» **Task statement**:
Collect every line in the records below that contains the word "soil".

» **Material for this task**:
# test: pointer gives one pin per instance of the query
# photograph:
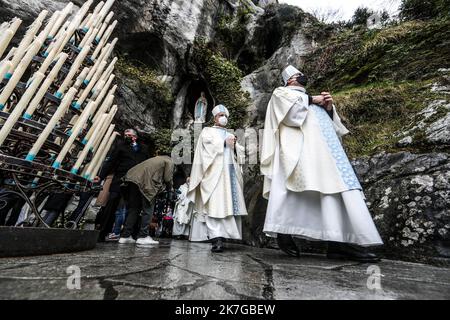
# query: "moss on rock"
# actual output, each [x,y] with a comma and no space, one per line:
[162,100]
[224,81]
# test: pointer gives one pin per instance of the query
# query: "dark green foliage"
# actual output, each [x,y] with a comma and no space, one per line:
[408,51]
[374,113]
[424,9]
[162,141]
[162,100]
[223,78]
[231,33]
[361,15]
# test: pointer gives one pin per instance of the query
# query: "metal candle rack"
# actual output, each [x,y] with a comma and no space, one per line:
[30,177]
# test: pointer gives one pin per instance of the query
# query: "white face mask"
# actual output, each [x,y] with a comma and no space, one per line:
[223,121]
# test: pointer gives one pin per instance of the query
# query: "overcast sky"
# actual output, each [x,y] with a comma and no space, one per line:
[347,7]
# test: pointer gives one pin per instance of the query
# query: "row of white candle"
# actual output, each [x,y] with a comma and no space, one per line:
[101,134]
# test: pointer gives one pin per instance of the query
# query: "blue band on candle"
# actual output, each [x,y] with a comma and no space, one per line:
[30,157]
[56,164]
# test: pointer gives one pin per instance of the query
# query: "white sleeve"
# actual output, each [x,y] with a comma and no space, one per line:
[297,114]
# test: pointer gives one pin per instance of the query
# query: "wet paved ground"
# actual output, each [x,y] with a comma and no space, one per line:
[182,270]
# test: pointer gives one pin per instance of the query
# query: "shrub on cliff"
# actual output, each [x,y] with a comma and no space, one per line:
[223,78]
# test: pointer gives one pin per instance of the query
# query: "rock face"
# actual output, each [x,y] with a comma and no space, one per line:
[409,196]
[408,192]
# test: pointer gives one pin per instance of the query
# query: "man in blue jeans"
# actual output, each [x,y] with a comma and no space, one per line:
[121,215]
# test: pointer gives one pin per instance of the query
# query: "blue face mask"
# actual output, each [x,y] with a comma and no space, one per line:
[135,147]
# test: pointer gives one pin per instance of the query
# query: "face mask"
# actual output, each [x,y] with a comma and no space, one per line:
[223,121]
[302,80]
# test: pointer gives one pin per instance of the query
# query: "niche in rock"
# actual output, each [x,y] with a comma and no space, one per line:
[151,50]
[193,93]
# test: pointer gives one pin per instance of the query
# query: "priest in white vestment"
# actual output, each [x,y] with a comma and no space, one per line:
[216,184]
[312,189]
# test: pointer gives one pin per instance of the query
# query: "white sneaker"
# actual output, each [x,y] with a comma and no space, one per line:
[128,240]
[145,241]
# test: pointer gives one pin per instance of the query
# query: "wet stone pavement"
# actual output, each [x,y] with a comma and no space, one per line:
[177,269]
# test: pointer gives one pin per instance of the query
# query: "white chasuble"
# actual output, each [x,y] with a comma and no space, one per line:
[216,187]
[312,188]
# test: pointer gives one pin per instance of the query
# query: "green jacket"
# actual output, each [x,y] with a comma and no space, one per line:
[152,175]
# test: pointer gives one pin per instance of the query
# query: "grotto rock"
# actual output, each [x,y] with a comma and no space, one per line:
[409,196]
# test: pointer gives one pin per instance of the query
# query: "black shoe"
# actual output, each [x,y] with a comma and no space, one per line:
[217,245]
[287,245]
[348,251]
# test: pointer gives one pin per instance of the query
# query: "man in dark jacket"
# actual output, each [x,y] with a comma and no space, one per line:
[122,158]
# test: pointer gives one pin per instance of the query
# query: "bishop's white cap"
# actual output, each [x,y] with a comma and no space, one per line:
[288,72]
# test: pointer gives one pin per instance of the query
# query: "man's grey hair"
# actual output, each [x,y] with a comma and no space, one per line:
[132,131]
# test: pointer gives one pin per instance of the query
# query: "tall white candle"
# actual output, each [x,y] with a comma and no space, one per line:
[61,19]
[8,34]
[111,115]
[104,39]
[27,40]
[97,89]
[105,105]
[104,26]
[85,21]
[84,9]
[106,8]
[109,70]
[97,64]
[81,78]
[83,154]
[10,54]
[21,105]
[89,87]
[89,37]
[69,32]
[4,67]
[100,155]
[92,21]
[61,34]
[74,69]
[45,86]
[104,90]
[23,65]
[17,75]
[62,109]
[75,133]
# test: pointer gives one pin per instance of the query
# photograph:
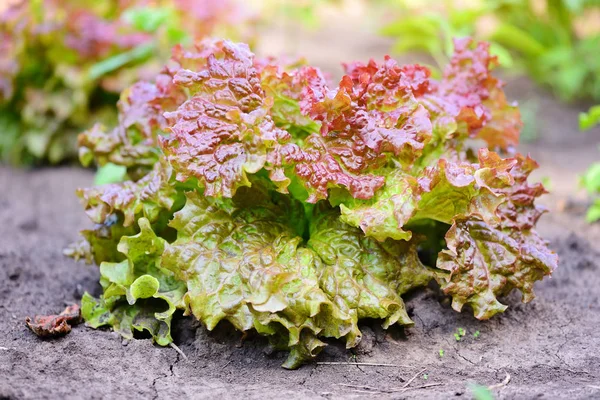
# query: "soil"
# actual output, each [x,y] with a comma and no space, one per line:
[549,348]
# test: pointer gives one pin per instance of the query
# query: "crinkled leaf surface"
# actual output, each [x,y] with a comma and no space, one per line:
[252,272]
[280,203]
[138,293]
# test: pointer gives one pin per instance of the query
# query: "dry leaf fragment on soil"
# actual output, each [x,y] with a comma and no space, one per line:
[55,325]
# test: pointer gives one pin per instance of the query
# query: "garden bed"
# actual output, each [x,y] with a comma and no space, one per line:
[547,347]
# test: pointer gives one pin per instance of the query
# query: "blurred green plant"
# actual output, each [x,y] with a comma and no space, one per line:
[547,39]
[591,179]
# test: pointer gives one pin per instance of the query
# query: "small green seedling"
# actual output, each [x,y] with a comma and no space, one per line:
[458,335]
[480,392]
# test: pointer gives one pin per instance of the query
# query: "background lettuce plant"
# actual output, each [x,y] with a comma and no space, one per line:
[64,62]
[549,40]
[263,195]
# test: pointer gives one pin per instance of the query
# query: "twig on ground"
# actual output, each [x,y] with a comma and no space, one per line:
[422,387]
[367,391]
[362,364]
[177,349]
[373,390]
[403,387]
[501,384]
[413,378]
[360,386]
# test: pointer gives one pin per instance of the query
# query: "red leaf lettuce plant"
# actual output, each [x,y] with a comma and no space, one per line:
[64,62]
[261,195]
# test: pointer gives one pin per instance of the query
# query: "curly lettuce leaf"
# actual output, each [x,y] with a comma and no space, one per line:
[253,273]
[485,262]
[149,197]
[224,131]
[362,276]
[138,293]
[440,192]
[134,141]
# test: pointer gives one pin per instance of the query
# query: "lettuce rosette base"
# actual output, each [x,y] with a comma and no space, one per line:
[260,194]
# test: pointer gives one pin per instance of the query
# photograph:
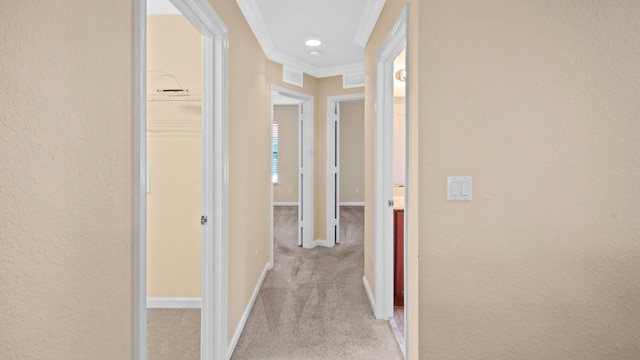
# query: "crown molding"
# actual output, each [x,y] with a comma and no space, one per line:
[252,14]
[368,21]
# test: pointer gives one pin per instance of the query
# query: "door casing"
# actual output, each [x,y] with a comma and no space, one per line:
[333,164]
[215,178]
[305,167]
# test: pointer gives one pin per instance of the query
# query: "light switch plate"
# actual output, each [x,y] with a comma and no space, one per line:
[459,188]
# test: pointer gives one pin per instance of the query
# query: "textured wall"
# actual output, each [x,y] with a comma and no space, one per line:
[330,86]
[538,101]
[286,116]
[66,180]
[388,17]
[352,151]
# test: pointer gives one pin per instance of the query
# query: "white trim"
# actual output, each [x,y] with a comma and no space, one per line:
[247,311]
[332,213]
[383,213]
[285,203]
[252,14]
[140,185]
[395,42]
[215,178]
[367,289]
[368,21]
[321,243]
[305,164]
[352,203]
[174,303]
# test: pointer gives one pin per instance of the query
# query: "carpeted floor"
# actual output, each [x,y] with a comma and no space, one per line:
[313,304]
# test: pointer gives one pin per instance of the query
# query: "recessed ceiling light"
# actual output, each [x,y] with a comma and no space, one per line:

» **Solution to this exercise**:
# query: "soil"
# query: "dry leaf fragment on soil"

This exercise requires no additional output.